Texte fourni →
○ ○ ○ ○ ○

L'opinion nous rabat à la surface du temps, et nous conduit le plus souvent à juger du présent par le présent, ce qui ne nous mène pas bien loin, sauf à recourir à de grandes généralisations moralisatrices, ou à mobiliser le seul critère de l'utilité immédiate. Je ne veux pas ressusciter les « leçons de l'histoire », mais je crois que quand nous cherchons à nous faire notre opinion, à construire, à perfectionner nos opinions politiques, quelles qu'elles soient, nous ne devrions pas oublier cet énorme capital d'expérience politique, non pas brut, mais déjà pensé, même déjà théorisé, qui dort sous nos pieds.

○ ○ ○ ○ ○

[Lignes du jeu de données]
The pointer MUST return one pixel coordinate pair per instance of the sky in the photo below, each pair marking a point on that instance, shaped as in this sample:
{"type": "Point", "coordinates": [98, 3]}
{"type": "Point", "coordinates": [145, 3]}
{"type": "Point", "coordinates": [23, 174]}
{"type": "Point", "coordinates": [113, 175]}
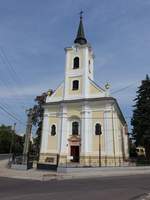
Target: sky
{"type": "Point", "coordinates": [34, 33]}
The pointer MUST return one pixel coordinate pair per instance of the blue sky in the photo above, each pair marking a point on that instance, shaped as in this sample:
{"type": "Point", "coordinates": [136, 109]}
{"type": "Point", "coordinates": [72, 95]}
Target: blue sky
{"type": "Point", "coordinates": [33, 34]}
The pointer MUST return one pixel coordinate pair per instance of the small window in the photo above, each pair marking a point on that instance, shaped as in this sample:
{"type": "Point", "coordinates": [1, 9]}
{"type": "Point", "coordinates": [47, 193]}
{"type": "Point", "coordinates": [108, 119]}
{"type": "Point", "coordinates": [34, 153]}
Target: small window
{"type": "Point", "coordinates": [98, 130]}
{"type": "Point", "coordinates": [76, 63]}
{"type": "Point", "coordinates": [53, 130]}
{"type": "Point", "coordinates": [75, 128]}
{"type": "Point", "coordinates": [75, 85]}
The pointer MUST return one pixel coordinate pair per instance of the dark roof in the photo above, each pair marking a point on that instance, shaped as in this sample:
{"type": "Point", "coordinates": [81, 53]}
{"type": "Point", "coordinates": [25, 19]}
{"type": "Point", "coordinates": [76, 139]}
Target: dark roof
{"type": "Point", "coordinates": [108, 99]}
{"type": "Point", "coordinates": [80, 38]}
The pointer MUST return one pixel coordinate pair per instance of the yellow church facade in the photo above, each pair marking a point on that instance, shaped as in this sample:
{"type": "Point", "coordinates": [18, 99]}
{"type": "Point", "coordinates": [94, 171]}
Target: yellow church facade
{"type": "Point", "coordinates": [82, 123]}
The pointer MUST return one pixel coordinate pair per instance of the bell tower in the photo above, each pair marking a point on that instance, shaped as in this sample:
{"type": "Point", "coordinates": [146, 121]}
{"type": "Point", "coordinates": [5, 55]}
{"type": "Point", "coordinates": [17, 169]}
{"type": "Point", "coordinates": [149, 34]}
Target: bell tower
{"type": "Point", "coordinates": [79, 66]}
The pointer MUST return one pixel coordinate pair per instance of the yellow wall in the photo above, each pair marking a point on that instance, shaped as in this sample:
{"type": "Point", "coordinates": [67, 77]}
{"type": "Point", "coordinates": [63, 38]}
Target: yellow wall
{"type": "Point", "coordinates": [53, 140]}
{"type": "Point", "coordinates": [74, 111]}
{"type": "Point", "coordinates": [71, 59]}
{"type": "Point", "coordinates": [75, 92]}
{"type": "Point", "coordinates": [93, 89]}
{"type": "Point", "coordinates": [59, 92]}
{"type": "Point", "coordinates": [97, 118]}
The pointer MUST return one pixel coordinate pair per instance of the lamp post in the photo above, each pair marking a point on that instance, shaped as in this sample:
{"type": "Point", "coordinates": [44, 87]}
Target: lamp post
{"type": "Point", "coordinates": [99, 133]}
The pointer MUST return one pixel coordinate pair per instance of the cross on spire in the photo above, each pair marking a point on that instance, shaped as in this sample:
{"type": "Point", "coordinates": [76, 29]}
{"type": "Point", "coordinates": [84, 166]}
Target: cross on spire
{"type": "Point", "coordinates": [81, 13]}
{"type": "Point", "coordinates": [80, 38]}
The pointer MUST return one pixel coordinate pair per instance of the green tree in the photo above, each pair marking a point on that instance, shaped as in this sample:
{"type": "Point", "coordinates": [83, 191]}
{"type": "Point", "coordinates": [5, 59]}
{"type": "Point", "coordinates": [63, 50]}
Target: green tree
{"type": "Point", "coordinates": [141, 117]}
{"type": "Point", "coordinates": [7, 136]}
{"type": "Point", "coordinates": [37, 119]}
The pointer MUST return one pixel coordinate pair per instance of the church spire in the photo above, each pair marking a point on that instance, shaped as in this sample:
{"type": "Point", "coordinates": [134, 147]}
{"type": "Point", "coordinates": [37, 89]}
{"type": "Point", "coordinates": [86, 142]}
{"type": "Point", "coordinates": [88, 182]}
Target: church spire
{"type": "Point", "coordinates": [80, 38]}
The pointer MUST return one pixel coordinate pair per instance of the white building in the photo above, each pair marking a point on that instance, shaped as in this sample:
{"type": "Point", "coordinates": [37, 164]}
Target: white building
{"type": "Point", "coordinates": [81, 120]}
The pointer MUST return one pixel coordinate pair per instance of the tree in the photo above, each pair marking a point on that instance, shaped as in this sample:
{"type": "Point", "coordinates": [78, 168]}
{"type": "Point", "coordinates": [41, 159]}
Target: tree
{"type": "Point", "coordinates": [141, 117]}
{"type": "Point", "coordinates": [37, 119]}
{"type": "Point", "coordinates": [7, 136]}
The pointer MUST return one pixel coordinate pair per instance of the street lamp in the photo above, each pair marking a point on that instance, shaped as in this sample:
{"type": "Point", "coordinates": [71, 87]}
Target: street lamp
{"type": "Point", "coordinates": [100, 133]}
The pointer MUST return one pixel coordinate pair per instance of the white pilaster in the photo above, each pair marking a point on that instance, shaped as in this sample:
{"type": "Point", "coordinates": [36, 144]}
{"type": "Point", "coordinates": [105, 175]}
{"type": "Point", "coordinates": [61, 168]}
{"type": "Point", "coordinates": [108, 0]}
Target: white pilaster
{"type": "Point", "coordinates": [108, 133]}
{"type": "Point", "coordinates": [63, 130]}
{"type": "Point", "coordinates": [45, 132]}
{"type": "Point", "coordinates": [85, 64]}
{"type": "Point", "coordinates": [86, 131]}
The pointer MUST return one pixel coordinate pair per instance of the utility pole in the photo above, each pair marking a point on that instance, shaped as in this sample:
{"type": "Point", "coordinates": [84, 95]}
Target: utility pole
{"type": "Point", "coordinates": [12, 141]}
{"type": "Point", "coordinates": [100, 132]}
{"type": "Point", "coordinates": [27, 135]}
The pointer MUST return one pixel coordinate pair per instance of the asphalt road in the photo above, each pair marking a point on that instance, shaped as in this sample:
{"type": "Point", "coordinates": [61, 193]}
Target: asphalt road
{"type": "Point", "coordinates": [114, 188]}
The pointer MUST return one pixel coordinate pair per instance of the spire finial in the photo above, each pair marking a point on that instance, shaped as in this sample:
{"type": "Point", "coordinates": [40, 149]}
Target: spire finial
{"type": "Point", "coordinates": [81, 13]}
{"type": "Point", "coordinates": [80, 38]}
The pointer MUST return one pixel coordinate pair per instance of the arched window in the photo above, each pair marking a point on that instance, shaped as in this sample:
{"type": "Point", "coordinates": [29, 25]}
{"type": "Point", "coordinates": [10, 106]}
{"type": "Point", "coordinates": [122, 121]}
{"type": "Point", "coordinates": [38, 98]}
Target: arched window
{"type": "Point", "coordinates": [75, 85]}
{"type": "Point", "coordinates": [76, 63]}
{"type": "Point", "coordinates": [53, 130]}
{"type": "Point", "coordinates": [98, 130]}
{"type": "Point", "coordinates": [75, 128]}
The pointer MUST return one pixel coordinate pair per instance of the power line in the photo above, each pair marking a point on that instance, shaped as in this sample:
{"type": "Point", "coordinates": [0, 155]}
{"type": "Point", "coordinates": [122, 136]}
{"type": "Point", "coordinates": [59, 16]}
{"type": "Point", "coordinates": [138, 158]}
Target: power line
{"type": "Point", "coordinates": [11, 115]}
{"type": "Point", "coordinates": [122, 89]}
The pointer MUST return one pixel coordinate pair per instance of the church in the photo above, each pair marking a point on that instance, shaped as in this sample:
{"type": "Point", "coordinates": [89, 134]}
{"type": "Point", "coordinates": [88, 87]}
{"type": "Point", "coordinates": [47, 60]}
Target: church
{"type": "Point", "coordinates": [82, 124]}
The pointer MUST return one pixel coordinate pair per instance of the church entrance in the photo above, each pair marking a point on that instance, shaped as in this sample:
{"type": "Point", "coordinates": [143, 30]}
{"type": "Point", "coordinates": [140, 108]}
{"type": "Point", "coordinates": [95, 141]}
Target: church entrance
{"type": "Point", "coordinates": [75, 153]}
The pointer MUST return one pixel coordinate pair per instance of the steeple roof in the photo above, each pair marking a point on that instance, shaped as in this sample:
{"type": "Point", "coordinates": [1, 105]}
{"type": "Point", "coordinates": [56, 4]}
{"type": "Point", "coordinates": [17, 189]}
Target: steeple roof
{"type": "Point", "coordinates": [80, 38]}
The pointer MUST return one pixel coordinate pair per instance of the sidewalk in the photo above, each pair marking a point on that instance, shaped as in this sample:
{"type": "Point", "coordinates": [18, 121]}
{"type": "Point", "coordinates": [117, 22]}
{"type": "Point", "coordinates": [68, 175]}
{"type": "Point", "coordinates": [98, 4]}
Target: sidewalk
{"type": "Point", "coordinates": [71, 173]}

○ ○ ○ ○ ○

Exercices →
[1] Déterminez combien de lignes des enregistrements contiennent la chaîne « finial », en tenant compte de la casse. Donnez uniquement ce nombre.
[2] Rédigez la suite du texte sur l'opinion et l'expérience politique, à partir de sa dernière phrase.

Réponses rédigées →
[1] 2

[2]
La démocratie elle-même a son histoire, dont nous sommes sans doute loin d'avoir dit le dernier mot. Les crises de la démocratie ont-elles-même leur histoire, et ne sont pas sans lien avec ce que nous nommons le totalitarisme, que nous avons un peu trop tendance à penser spontanément « à part » de l'Histoire, comme une monstruosité absolue. Le point de contact entre démocratie et totalitarisme existe pourtant, et il semble bien qu'il s'agisse de l'idée de révolution. Non pas que toute révolution soit totalitaire : après tout, en 1989, ce sont bien des révolutions qui se sont produites dans l'Europe de l'Est, et Helmut Kohl, en brusquant les choses, à bon droit selon moi, pour la réunification allemande, a, d'une certaine manière employé une méthode que l'on peut qualifier de révolutionnaire. Et les principes de 1789 sont nés d'une révolution. Mais il n'y a pas que cela dans la Révolution française...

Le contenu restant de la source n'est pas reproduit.